*Text section:*
.....

The game-based approach and the instrumental genesis
The technological approach only makes sense if disseminated among the coaches’ and researchers' community by sharing experiences, results and reflexions. The use of games as technology needs to be tested in different contexts as part of an instrumental genesis (Rabar-del, 1995; Eloi & Uhlrich, 2011). This pedagogical process requires a double movement. First, the instrumentation phase, or the period during which the athlete confronts the instrument/game proposed by the coach, tests its properties and experiences what the tool allows him/ her to achieve. Instrumentation refers to a process oriented towards the athlete him/herself. This period involves various grouping and experiments, which is most often carried out through trial and error.
The next phase that overlaps with parts of the previous one, encompasses the period during which the athlete contributes to the evolution of the artefact. This is the period of instrumentalisation that contemplates the shift to the stage when the athlete constructs a repository of the appropriate or ineffective responses. This phase requires more technical proficiency and tactical instructions. Instrumentalisation is a process directed towards the artefact, concerning its utility, contradictions and evolution. Here, the athlete’s power for innovation is expressed through a process of personalising the artefact in order to adapt it to his/her own use. This distinction of two complementary periods allows the coach to have a glimpse on the process of instrumental genesis as a plurality of transformations whose purposes are distinct or even antagonistic, albeit complementary. Vygotski’s instrumental theory can be a useful intellectual guide through the concepts of sign, consciousness or experience (Vygotski, 2014).

.....

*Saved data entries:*
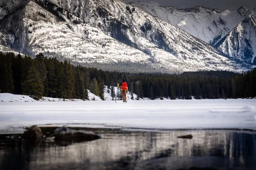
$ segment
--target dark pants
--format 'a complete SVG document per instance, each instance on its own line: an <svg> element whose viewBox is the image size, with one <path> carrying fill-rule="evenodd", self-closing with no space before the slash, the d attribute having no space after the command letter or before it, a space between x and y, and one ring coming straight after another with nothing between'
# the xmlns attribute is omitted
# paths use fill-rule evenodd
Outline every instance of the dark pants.
<svg viewBox="0 0 256 170"><path fill-rule="evenodd" d="M122 95L123 97L123 101L126 101L126 91L122 91Z"/></svg>

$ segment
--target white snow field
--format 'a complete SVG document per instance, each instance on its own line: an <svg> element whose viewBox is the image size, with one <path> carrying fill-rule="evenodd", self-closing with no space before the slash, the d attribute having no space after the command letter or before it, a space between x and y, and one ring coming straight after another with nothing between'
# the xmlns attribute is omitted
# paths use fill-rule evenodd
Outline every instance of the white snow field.
<svg viewBox="0 0 256 170"><path fill-rule="evenodd" d="M256 130L256 100L0 102L0 133L34 125L151 130Z"/></svg>

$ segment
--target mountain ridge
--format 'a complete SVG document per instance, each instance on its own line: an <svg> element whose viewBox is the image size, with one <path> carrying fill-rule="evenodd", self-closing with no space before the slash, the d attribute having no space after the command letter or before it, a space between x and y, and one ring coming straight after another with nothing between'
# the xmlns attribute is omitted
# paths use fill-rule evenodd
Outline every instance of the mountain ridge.
<svg viewBox="0 0 256 170"><path fill-rule="evenodd" d="M23 14L9 13L0 20L4 26L0 26L1 44L25 54L35 56L42 52L81 64L120 60L144 63L171 72L241 71L252 67L230 60L185 31L122 1L72 0L65 1L70 3L65 10L54 3L63 1L25 1L29 5L21 11ZM51 3L55 8L50 8ZM80 4L79 8L75 4ZM81 4L85 4L86 9Z"/></svg>

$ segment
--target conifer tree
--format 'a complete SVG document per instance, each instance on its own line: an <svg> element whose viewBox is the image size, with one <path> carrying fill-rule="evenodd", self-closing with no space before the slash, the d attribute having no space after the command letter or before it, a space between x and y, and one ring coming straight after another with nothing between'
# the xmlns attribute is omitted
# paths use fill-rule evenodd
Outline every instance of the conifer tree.
<svg viewBox="0 0 256 170"><path fill-rule="evenodd" d="M105 88L105 84L104 83L104 82L102 81L99 83L99 97L102 100L105 100L104 98L104 91Z"/></svg>
<svg viewBox="0 0 256 170"><path fill-rule="evenodd" d="M39 99L43 95L44 88L38 73L32 64L29 70L26 80L22 83L23 93Z"/></svg>
<svg viewBox="0 0 256 170"><path fill-rule="evenodd" d="M150 87L150 98L151 100L154 100L154 92L153 91L153 88L152 88L152 86Z"/></svg>
<svg viewBox="0 0 256 170"><path fill-rule="evenodd" d="M14 82L14 93L15 94L22 94L21 82L22 82L22 75L23 72L23 59L20 54L18 54L15 57L12 65L12 69L13 71L13 79Z"/></svg>
<svg viewBox="0 0 256 170"><path fill-rule="evenodd" d="M0 52L0 88L2 93L8 93L9 82L6 57Z"/></svg>
<svg viewBox="0 0 256 170"><path fill-rule="evenodd" d="M47 79L48 80L48 85L46 90L48 91L48 94L49 96L52 97L52 95L56 92L54 89L55 74L54 72L54 68L53 67L53 60L50 60L49 61L47 66Z"/></svg>
<svg viewBox="0 0 256 170"><path fill-rule="evenodd" d="M86 100L89 100L88 89L89 89L90 80L87 74L87 73L84 74L84 99Z"/></svg>

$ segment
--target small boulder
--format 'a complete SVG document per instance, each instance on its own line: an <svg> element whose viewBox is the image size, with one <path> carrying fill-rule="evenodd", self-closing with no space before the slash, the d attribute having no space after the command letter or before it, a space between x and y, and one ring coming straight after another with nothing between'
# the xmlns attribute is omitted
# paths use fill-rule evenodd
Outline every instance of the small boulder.
<svg viewBox="0 0 256 170"><path fill-rule="evenodd" d="M192 138L193 138L193 136L192 136L192 135L188 135L182 136L178 136L178 138L191 139Z"/></svg>
<svg viewBox="0 0 256 170"><path fill-rule="evenodd" d="M92 132L76 130L64 127L57 128L54 131L54 136L56 141L75 142L91 141L102 138L100 135Z"/></svg>
<svg viewBox="0 0 256 170"><path fill-rule="evenodd" d="M36 125L31 126L23 133L23 138L26 140L36 140L43 138L44 134L41 129Z"/></svg>

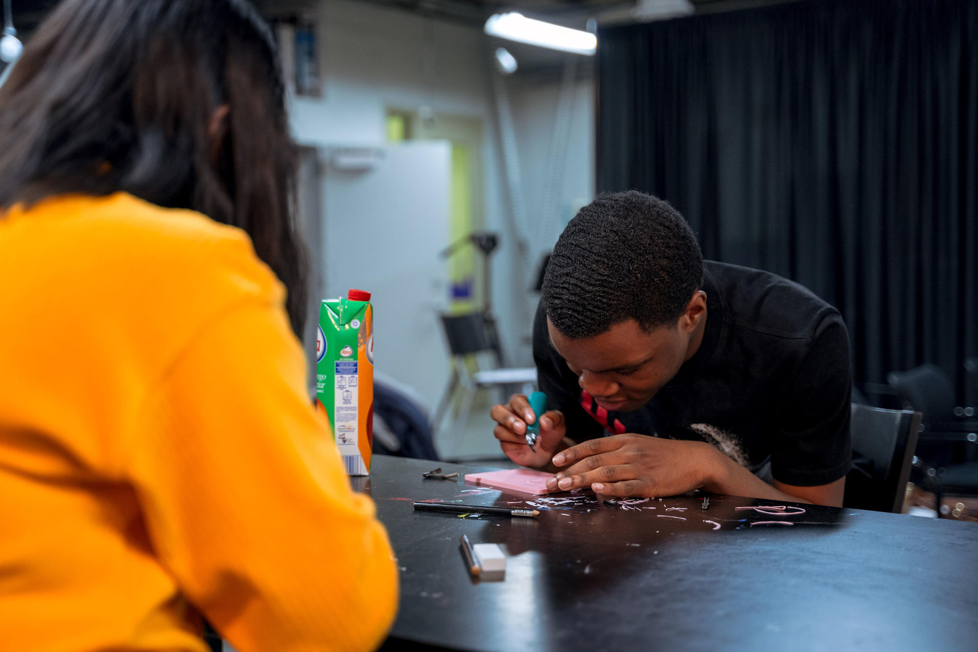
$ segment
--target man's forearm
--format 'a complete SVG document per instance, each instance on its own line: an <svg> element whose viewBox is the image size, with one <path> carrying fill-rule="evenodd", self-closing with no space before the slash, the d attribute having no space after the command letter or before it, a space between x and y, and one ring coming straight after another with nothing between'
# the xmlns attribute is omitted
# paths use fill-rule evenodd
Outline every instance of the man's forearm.
<svg viewBox="0 0 978 652"><path fill-rule="evenodd" d="M710 444L705 445L711 451L706 462L706 482L702 486L705 490L751 498L810 502L775 489Z"/></svg>

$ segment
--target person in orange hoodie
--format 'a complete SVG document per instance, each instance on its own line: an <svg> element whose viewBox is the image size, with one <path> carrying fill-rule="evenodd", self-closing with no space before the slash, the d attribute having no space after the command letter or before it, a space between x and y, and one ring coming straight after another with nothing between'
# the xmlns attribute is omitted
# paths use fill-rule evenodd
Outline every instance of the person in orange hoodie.
<svg viewBox="0 0 978 652"><path fill-rule="evenodd" d="M67 0L0 89L3 649L390 627L391 548L293 334L283 95L244 0Z"/></svg>

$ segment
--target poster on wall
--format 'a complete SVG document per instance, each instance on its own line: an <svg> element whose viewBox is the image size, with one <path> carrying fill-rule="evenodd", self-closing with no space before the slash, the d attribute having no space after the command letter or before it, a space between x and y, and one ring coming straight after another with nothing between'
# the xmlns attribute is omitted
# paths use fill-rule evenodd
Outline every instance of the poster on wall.
<svg viewBox="0 0 978 652"><path fill-rule="evenodd" d="M295 95L322 97L319 66L319 35L313 16L289 15L271 20L282 76Z"/></svg>

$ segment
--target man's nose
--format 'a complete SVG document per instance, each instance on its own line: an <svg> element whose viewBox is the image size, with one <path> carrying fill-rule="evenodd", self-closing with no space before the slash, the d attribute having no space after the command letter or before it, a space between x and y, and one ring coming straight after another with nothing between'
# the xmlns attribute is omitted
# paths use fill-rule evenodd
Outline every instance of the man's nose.
<svg viewBox="0 0 978 652"><path fill-rule="evenodd" d="M608 380L603 374L582 371L577 382L582 390L596 398L608 398L618 394L618 383Z"/></svg>

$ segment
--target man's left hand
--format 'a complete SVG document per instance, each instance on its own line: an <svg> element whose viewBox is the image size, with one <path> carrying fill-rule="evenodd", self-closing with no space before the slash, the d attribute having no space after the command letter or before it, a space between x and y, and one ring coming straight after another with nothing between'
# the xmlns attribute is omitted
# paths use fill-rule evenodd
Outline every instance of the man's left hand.
<svg viewBox="0 0 978 652"><path fill-rule="evenodd" d="M591 487L610 496L651 498L699 489L712 478L720 453L703 442L646 435L614 435L571 446L554 456L568 467L547 481L550 489Z"/></svg>

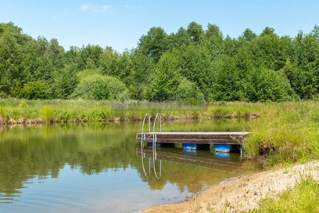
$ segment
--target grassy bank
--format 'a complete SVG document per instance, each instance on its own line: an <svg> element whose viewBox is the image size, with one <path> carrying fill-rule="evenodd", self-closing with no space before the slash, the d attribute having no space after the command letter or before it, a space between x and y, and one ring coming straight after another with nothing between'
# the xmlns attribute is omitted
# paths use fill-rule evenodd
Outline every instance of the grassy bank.
<svg viewBox="0 0 319 213"><path fill-rule="evenodd" d="M249 158L269 156L271 164L302 163L319 157L319 107L317 102L286 103L263 114L247 130L243 146Z"/></svg>
<svg viewBox="0 0 319 213"><path fill-rule="evenodd" d="M243 146L244 155L251 159L267 156L273 165L319 157L318 105L314 101L194 106L174 102L5 99L0 100L0 124L140 121L146 113L153 119L157 112L164 120L255 118L246 127L252 133Z"/></svg>
<svg viewBox="0 0 319 213"><path fill-rule="evenodd" d="M0 100L0 124L138 121L146 113L154 118L157 112L164 120L245 118L258 117L266 109L263 104L244 103L197 106L175 102L5 99Z"/></svg>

.....

*Problems to solve:*
**1.** According to the section on the game-based approach and instrumental genesis, what is instrumentalisation a process directed towards?
**2.** Copy out everything in the game-based approach section from "The game-based approach" down to "trial and error.".

*Responses by task:*
**1.** The artefact, concerning its utility, contradictions and evolution.

**2.**
The game-based approach and the instrumental genesis
The technological approach only makes sense if disseminated among the coaches’ and researchers' community by sharing experiences, results and reflexions. The use of games as technology needs to be tested in different contexts as part of an instrumental genesis (Rabar-del, 1995; Eloi & Uhlrich, 2011). This pedagogical process requires a double movement. First, the instrumentation phase, or the period during which the athlete confronts the instrument/game proposed by the coach, tests its properties and experiences what the tool allows him/ her to achieve. Instrumentation refers to a process oriented towards the athlete him/herself. This period involves various grouping and experiments, which is most often carried out through trial and error.